Look for "white" in each line of the entries, and return the matching lines.

====== MATERIALS PROVIDED

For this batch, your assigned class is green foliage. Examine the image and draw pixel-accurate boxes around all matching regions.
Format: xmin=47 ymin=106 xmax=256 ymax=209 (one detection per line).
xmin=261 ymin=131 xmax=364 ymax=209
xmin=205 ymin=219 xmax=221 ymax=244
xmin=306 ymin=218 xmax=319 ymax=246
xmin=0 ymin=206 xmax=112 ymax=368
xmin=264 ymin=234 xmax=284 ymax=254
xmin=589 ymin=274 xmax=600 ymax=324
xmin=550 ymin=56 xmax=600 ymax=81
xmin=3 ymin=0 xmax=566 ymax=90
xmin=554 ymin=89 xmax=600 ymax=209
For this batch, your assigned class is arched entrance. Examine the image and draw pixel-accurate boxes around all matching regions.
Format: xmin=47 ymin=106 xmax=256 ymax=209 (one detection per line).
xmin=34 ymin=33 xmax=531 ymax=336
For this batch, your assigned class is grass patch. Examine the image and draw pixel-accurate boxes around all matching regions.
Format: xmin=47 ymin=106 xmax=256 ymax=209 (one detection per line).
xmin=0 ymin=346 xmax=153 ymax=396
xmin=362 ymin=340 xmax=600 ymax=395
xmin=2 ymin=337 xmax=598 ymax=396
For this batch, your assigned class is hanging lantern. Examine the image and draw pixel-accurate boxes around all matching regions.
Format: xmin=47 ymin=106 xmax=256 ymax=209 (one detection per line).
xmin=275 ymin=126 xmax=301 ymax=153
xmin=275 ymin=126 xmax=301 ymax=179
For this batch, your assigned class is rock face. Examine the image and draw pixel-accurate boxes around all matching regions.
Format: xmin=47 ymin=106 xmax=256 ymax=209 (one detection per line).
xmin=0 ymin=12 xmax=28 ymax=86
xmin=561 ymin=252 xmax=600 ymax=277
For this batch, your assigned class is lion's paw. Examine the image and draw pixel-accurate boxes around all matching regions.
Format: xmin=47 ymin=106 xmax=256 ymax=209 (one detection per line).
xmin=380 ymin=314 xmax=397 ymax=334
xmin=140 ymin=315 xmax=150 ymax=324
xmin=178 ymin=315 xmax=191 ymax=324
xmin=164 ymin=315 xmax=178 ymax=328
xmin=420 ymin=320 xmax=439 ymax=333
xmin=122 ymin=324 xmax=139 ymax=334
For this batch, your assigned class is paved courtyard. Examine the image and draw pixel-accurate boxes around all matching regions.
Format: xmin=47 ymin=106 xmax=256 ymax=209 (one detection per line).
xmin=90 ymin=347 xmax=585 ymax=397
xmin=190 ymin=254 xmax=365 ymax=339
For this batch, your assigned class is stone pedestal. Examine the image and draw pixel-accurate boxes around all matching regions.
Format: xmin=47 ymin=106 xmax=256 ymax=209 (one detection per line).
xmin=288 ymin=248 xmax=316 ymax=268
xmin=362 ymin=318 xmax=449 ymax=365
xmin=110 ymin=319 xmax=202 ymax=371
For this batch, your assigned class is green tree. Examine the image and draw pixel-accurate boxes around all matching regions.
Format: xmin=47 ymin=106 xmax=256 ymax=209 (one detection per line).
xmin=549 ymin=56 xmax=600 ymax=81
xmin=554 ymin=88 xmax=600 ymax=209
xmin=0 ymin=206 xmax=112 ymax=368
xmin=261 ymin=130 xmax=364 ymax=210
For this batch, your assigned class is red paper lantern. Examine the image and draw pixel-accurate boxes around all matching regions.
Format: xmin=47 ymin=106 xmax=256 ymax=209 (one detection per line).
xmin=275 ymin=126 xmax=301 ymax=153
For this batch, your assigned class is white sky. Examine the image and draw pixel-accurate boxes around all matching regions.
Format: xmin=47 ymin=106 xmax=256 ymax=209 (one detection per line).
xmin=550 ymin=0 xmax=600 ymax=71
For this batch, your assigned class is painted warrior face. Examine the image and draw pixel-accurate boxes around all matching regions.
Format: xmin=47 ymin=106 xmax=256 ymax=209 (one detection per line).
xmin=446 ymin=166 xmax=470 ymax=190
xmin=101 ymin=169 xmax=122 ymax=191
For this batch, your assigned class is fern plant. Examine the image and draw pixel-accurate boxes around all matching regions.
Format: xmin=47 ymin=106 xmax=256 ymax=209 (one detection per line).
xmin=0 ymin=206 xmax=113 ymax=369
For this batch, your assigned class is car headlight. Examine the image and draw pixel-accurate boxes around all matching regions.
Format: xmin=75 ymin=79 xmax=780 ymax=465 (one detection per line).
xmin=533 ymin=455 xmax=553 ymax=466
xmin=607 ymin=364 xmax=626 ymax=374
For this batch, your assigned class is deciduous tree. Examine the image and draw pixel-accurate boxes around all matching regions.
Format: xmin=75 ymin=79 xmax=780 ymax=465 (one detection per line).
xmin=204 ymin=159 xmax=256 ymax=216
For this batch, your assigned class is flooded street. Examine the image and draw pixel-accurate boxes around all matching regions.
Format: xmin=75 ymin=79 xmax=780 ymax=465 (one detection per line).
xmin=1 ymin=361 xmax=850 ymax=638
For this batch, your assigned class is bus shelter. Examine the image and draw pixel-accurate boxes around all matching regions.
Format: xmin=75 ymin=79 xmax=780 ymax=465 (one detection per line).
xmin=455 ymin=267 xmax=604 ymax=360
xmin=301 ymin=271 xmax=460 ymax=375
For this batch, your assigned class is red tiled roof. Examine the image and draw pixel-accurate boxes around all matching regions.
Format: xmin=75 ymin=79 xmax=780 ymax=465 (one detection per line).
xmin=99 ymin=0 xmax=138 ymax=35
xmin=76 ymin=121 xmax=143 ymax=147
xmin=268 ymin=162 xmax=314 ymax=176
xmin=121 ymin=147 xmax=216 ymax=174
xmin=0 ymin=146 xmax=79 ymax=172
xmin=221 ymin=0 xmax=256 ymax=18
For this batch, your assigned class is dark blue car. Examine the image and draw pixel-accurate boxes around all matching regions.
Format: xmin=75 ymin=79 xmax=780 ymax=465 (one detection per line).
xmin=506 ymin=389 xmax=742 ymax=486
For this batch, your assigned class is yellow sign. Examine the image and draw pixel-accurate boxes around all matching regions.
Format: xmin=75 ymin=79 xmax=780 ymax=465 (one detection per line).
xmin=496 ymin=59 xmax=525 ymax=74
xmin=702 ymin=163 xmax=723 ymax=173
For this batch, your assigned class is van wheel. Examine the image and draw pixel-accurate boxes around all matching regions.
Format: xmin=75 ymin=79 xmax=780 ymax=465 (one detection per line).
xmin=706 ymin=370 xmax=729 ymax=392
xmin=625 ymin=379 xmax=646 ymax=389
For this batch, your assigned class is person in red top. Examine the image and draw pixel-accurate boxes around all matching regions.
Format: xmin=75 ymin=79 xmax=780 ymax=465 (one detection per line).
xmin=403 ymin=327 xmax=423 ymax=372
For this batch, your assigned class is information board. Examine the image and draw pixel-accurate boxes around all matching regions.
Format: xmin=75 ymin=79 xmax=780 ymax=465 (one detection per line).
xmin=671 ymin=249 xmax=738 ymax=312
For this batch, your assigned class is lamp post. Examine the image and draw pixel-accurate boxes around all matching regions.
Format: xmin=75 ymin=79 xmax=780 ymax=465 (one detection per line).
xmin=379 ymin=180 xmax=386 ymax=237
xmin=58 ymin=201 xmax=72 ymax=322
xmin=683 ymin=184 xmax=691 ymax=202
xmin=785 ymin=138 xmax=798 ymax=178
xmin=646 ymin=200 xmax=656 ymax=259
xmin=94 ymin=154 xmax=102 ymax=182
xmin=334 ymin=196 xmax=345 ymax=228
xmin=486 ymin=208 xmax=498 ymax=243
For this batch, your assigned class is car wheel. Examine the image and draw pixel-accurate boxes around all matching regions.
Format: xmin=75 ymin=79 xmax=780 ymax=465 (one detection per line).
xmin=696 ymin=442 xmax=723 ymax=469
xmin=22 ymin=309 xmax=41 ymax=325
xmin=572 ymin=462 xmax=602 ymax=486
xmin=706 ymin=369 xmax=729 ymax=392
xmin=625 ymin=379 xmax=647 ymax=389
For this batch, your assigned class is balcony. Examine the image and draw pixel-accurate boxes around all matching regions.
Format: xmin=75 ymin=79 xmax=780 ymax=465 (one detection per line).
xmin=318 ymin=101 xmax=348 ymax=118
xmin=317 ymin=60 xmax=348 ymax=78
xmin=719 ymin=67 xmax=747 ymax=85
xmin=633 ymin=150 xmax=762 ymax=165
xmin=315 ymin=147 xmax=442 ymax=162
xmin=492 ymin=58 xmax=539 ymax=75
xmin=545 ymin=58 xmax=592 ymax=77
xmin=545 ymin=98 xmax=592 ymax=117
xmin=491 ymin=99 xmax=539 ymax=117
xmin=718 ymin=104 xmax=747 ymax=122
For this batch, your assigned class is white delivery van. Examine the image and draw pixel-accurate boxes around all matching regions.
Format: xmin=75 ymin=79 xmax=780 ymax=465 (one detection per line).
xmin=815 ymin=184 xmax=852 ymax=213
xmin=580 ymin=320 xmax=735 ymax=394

============

**EXERCISE SOLUTION:**
For this batch, your assigned class is white sky. Examine the image and draw pixel-accurate boxes around all matching regions.
For this batch, your assigned class is white delivery van. Examine the image and draw pixel-accurate boxes around all matching regions.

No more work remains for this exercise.